YOUR GOAL ->
Check each line of the material that follows, and copy those holding the string "pole".

RECORDS TO USE ->
..........
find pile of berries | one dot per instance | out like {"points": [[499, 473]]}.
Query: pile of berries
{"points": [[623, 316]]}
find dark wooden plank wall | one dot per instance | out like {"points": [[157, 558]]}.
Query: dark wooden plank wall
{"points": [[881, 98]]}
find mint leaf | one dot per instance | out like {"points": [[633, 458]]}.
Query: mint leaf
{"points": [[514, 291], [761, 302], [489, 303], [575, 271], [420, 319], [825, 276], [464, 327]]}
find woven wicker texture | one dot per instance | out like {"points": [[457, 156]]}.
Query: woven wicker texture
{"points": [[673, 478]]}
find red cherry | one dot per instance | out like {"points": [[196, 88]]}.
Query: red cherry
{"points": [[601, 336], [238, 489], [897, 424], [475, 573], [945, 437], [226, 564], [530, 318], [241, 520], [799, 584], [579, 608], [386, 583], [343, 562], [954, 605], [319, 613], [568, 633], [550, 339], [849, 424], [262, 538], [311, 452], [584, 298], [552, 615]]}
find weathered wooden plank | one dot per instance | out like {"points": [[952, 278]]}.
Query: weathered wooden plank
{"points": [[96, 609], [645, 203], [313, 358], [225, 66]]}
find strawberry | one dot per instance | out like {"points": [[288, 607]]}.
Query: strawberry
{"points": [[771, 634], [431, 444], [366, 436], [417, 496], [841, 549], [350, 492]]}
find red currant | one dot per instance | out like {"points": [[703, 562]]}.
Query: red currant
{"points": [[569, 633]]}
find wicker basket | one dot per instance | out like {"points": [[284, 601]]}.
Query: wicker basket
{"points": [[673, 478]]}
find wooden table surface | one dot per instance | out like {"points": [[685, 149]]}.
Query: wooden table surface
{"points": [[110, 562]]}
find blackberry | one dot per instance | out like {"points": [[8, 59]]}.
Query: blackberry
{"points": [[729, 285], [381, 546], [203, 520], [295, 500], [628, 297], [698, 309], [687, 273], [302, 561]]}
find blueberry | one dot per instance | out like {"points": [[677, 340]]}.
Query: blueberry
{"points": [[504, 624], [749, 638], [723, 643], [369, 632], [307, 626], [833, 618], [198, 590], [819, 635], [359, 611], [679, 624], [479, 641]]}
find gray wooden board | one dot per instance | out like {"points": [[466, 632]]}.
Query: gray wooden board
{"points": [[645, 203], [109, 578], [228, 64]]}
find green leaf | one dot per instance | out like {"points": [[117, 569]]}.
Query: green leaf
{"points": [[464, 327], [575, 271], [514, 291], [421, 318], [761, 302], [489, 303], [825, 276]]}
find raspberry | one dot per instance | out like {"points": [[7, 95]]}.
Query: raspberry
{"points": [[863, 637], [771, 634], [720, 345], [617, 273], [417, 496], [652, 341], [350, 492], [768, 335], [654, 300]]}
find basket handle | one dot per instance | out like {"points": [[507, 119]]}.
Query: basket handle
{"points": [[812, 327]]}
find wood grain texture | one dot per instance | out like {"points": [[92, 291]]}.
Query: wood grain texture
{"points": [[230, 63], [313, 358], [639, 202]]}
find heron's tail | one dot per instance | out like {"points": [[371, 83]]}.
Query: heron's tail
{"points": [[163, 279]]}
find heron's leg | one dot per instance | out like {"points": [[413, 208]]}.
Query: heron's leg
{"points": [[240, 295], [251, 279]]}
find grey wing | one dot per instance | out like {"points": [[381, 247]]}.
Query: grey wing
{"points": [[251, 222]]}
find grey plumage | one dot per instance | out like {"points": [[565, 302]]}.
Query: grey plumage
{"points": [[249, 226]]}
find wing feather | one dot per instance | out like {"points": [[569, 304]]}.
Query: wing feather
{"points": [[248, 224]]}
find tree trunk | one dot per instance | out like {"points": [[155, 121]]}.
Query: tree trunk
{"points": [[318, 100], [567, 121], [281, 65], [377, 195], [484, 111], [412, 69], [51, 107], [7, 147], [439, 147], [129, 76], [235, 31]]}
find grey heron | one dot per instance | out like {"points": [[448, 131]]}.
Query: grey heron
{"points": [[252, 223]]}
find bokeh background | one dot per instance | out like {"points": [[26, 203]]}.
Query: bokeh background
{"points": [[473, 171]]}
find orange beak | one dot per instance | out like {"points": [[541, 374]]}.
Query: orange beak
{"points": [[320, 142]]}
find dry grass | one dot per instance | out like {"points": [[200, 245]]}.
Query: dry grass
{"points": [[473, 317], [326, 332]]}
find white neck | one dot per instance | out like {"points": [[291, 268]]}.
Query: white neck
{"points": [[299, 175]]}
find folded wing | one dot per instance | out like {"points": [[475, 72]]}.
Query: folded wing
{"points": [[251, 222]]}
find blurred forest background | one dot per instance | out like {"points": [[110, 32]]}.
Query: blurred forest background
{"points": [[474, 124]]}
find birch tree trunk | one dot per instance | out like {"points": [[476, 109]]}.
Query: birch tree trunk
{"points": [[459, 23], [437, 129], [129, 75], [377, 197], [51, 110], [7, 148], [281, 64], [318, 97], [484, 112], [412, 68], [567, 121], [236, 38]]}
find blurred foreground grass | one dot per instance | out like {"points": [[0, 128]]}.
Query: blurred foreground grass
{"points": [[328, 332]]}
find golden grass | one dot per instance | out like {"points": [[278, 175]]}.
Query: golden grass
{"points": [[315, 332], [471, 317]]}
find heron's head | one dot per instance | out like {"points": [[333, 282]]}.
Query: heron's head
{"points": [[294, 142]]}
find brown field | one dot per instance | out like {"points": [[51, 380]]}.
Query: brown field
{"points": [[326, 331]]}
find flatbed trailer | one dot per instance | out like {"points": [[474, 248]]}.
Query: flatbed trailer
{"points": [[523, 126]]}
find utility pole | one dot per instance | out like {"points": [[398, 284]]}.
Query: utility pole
..........
OUTPUT FOR THIS TASK ->
find utility pole | one dot per instance | out like {"points": [[398, 284]]}.
Query: utility pole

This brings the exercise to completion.